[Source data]
-------

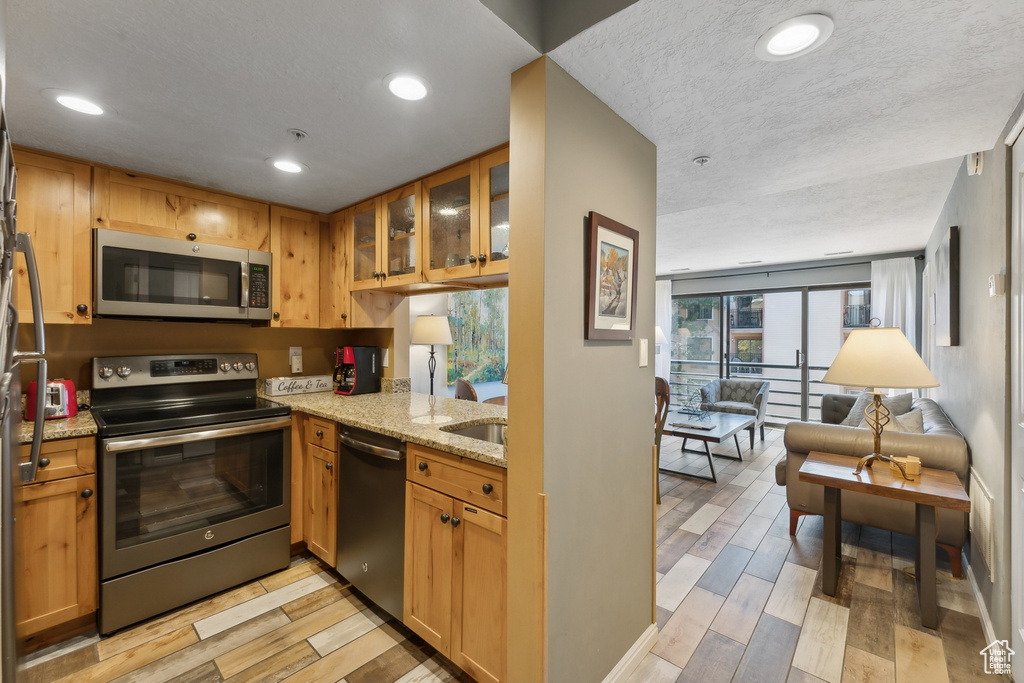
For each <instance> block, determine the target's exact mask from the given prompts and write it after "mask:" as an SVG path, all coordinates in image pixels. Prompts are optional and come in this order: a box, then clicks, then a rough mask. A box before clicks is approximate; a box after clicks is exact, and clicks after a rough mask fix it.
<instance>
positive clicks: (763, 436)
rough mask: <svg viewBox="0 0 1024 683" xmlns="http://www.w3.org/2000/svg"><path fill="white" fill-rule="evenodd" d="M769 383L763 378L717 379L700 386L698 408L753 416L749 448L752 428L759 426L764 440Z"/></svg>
mask: <svg viewBox="0 0 1024 683" xmlns="http://www.w3.org/2000/svg"><path fill="white" fill-rule="evenodd" d="M768 388H769V383H768V382H766V381H764V380H733V379H717V380H712V381H711V382H709V383H708V384H706V385H703V386H702V387H700V408H702V409H703V410H706V411H712V412H718V413H736V414H738V415H749V416H751V417H752V418H754V426H752V427H751V428H750V429H749V430H748V431H750V432H751V449H753V447H754V430H755V429H757V428H758V427H760V428H761V440H762V441H763V440H765V413H766V412H767V411H768Z"/></svg>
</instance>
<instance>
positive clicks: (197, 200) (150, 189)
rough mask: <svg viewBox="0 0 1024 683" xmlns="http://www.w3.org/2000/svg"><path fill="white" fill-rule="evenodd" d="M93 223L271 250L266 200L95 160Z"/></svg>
mask: <svg viewBox="0 0 1024 683" xmlns="http://www.w3.org/2000/svg"><path fill="white" fill-rule="evenodd" d="M92 198H93V200H92V201H93V225H94V226H95V227H105V228H110V229H112V230H124V231H126V232H137V233H140V234H153V236H156V237H160V238H172V239H176V240H190V241H194V242H198V243H201V244H211V245H224V246H227V247H242V248H244V249H255V250H258V251H269V250H270V212H269V207H268V205H267V204H266V203H265V202H257V201H255V200H248V199H242V198H240V197H232V196H230V195H223V194H221V193H216V191H212V190H209V189H203V188H200V187H190V186H187V185H183V184H180V183H176V182H173V181H169V180H163V179H160V178H152V177H146V176H142V175H137V174H134V173H129V172H126V171H119V170H116V169H110V168H105V167H102V166H96V167H95V168H94V171H93V187H92Z"/></svg>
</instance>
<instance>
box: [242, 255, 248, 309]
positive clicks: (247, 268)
mask: <svg viewBox="0 0 1024 683" xmlns="http://www.w3.org/2000/svg"><path fill="white" fill-rule="evenodd" d="M242 307H243V308H248V307H249V262H248V261H242Z"/></svg>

-------

* **EXERCISE BRIEF**
An exact copy of every entry above is needed, minus the pictures.

* **OUTPUT FOR THIS EXERCISE**
For each <instance> block, determine the target's exact mask from the given prompts and write it after "mask:" as an SVG path, all coordinates in image pixels. Prompts are optional and come in this order: a box, then clicks, then a rough mask. A box before clicks is approximate; a box after clicks is exact, and clicks after a rough mask fix it.
<instance>
positive clicks: (763, 436)
rough mask: <svg viewBox="0 0 1024 683" xmlns="http://www.w3.org/2000/svg"><path fill="white" fill-rule="evenodd" d="M769 383L763 378L717 379L700 386L698 408L753 416L749 448L752 428L759 426L764 440Z"/></svg>
mask: <svg viewBox="0 0 1024 683" xmlns="http://www.w3.org/2000/svg"><path fill="white" fill-rule="evenodd" d="M768 388H769V383H768V382H766V381H764V380H733V379H717V380H712V381H711V382H709V383H708V384H706V385H703V386H702V387H700V408H702V409H703V410H706V411H712V412H718V413H736V414H738V415H749V416H751V417H752V418H754V426H752V427H751V428H750V429H749V430H748V431H750V432H751V449H753V447H754V430H755V429H757V428H758V427H760V428H761V440H762V441H763V440H765V413H766V412H767V411H768Z"/></svg>
</instance>
<instance>
positive clicks: (197, 200) (150, 189)
rough mask: <svg viewBox="0 0 1024 683" xmlns="http://www.w3.org/2000/svg"><path fill="white" fill-rule="evenodd" d="M93 223L271 250L266 200L95 160Z"/></svg>
mask: <svg viewBox="0 0 1024 683" xmlns="http://www.w3.org/2000/svg"><path fill="white" fill-rule="evenodd" d="M92 198H93V200H92V201H93V225H94V226H95V227H105V228H110V229H112V230H124V231H126V232H137V233H140V234H153V236H156V237H160V238H172V239H176V240H190V241H194V242H198V243H201V244H211V245H224V246H227V247H242V248H244V249H255V250H258V251H269V250H270V212H269V207H268V205H267V204H266V203H265V202H257V201H255V200H248V199H242V198H240V197H232V196H230V195H223V194H221V193H216V191H212V190H209V189H203V188H200V187H190V186H187V185H183V184H180V183H176V182H173V181H169V180H163V179H160V178H152V177H146V176H142V175H137V174H134V173H129V172H126V171H119V170H116V169H110V168H105V167H102V166H96V167H95V168H94V171H93V187H92Z"/></svg>
</instance>
<instance>
box: [242, 255, 248, 309]
positive clicks: (247, 268)
mask: <svg viewBox="0 0 1024 683" xmlns="http://www.w3.org/2000/svg"><path fill="white" fill-rule="evenodd" d="M242 307H243V308H248V307H249V262H248V261H242Z"/></svg>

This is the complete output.